[AUSZUG ZUM LESEN]
+++
# Illustrator Farben mischen/übereinander legen



## unrealzero_php (29. März 2006)

Hallo Zusammen

Wie kann ich im Adobe Illustrator zwei oder mehrere Vierecke übereinander legen und die überlappenden Teile (z.B. rot, grün) miteinander vermischen?

/// edit Mod: verschoben nach Vektorprogramme.


----------



## Rofi (29. März 2006)

Hi,

z.Bsp. Vierecke übereinander legen, alle markieren und unter Transparenz die Füllmethode auf Aufhellen stellen. So ist's bei dem Bildchen gemacht.

Mit den verschiedenen Füllmethoden kannst Du ganz interessante Effekte erzielen. Musst ein wenig experimentieren.

Bis dann,
Rofi


----------



## hutmacherjunk (19. Juli 2012)

Geht das auch mit zwei Bildern (zwei Bilder ineinander verlaufen lassen und farben addieren


----------



## smileyml (19. Juli 2012)

Dafür sollte man dann eher Photoshop nehmen.

Alternativ in Ai die Bilder in den entsprechenden Bereiche mit einer Verlaufsmaske für die Sichtbarkeit versehen und dann wie oben erwähnt über die Füllmethoden arbeiten.

Grüße Marco


----------



## hutmacherjunk (19. Juli 2012)

Erstmal vielen Dank!
Wie würde das dann mit´m Photoshop gehen?


----------



## smileyml (19. Juli 2012)

Prinzipiell genauso.
Mit einer Maske die Transparenz am Rand (oder wo gewünscht) steuern und so von einem Bild in das andere "blenden". Ich denke sogar, das du keine Änderung des Füllmodus benötigst.

Es sei denn ich verstehe dein Vorhaben nicht ganz richtig.
Da hilft es, wenn du uns etwas zeigst.

Grüße Marco


----------
+++
[DATENAUSZUG]
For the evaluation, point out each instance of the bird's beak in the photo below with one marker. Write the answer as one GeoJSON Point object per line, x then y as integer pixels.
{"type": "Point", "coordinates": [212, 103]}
+++
[AUFGABEN]
1/ Wiederhole aus der Illustrator-Diskussion wortgetreu den Abschnitt von "Alternativ in Ai" bis einschließlich "Erstmal vielen Dank!".
2/ Auf welche Füllmethode stellt Rofi in der Illustrator-Diskussion die übereinandergelegten Vierecke unter Transparenz ein?

[ENDGÜLTIGE ANTWORTEN]
1/
Alternativ in Ai die Bilder in den entsprechenden Bereiche mit einer Verlaufsmaske für die Sichtbarkeit versehen und dann wie oben erwähnt über die Füllmethoden arbeiten.

Grüße Marco


----------



## hutmacherjunk (19. Juli 2012)

Erstmal vielen Dank!

2/ Auf Aufhellen.